==== DATA EXTRACT ====

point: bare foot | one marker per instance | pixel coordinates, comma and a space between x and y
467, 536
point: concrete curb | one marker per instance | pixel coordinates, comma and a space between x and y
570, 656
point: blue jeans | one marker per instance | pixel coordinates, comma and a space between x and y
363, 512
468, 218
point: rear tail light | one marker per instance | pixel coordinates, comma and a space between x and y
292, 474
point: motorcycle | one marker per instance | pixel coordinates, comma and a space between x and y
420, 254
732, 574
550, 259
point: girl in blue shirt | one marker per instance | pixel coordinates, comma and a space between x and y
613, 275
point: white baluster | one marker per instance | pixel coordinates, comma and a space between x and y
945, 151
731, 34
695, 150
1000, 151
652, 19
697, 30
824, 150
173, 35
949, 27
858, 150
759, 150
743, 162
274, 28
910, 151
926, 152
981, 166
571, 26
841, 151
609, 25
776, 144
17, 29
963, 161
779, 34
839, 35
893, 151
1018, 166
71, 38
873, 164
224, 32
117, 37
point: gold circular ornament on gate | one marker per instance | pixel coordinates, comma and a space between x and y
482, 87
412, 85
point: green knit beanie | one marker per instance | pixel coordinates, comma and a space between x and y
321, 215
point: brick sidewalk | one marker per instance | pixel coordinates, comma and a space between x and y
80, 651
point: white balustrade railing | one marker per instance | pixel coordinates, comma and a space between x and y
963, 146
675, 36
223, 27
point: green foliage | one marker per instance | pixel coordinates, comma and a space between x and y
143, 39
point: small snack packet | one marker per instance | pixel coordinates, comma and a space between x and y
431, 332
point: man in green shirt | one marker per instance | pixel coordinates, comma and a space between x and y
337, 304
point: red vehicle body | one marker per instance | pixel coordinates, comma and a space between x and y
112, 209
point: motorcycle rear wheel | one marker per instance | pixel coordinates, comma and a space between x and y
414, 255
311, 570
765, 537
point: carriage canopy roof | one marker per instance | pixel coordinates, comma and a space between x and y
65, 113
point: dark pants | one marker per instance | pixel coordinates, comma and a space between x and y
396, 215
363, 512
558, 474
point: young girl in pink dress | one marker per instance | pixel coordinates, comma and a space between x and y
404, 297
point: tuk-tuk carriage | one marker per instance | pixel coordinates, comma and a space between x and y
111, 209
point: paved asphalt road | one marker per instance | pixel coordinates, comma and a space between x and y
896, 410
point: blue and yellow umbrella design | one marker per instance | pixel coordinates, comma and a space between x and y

====

▶ [WHAT IS NEEDED]:
Could you write out the full data verbatim?

▶ [WRITTEN RESPONSE]:
point: bare foot | one marker per instance | pixel coordinates, comma and a space between x and y
467, 536
point: concrete curb | one marker per instance | pixel coordinates, comma and a space between x and y
570, 656
point: blue jeans | one marker per instance | pixel coordinates, comma and a space between x and y
363, 512
468, 218
point: rear tail light | one marker per instance | pixel coordinates, comma and a space between x and y
292, 474
point: motorcycle | one marker per instance | pixel coordinates, comma and a space between x and y
420, 254
732, 574
550, 259
point: girl in blue shirt | one marker per instance | pixel coordinates, comma and a space between x and y
613, 275
point: white baluster | one marker per instance | pixel coordinates, comma and a space between x and y
945, 151
731, 34
695, 150
1000, 151
652, 19
697, 30
824, 150
173, 35
949, 27
858, 150
759, 150
743, 162
274, 28
910, 151
926, 152
981, 166
571, 26
841, 151
609, 25
776, 144
17, 29
963, 161
779, 34
839, 35
893, 151
1018, 166
71, 38
873, 164
224, 32
117, 37
point: gold circular ornament on gate | one marker per instance | pixel coordinates, comma and a space between x and y
482, 87
412, 85
point: green knit beanie | one marker per instance | pixel coordinates, comma and a space between x and y
321, 215
point: brick sidewalk | one marker per instance | pixel coordinates, comma and a space between x and y
80, 651
point: white balustrade railing | one marker per instance | pixel coordinates, comma and a space between x and y
963, 146
675, 36
223, 27
point: green foliage | one marker per instance | pixel coordinates, comma and a space between x and y
143, 39
point: small snack packet | one marker per instance | pixel coordinates, comma and a space between x and y
431, 332
point: man in green shirt | one marker per instance | pixel coordinates, comma and a space between x and y
337, 304
point: red vehicle body | one marker per instance | pixel coordinates, comma and a space between x and y
112, 209
point: motorcycle rear wheel | one marker per instance | pixel coordinates, comma and a space between x and y
414, 255
311, 570
765, 537
point: carriage canopy roof | one marker per instance | pixel coordinates, comma and a space between x and y
65, 113
point: dark pants | one marker per instance | pixel coordinates, comma and a space between x and y
396, 215
363, 512
558, 474
point: young girl in pink dress | one marker per instance | pixel coordinates, comma and a space between x and y
404, 297
point: tuk-tuk carriage | one marker per instance | pixel coordinates, comma and a space between x and y
111, 209
point: paved asphalt road | one marker per instance | pixel coordinates, comma and a space between x and y
896, 410
point: blue and yellow umbrella design | one marker per instance | pixel coordinates, comma and a space between x and y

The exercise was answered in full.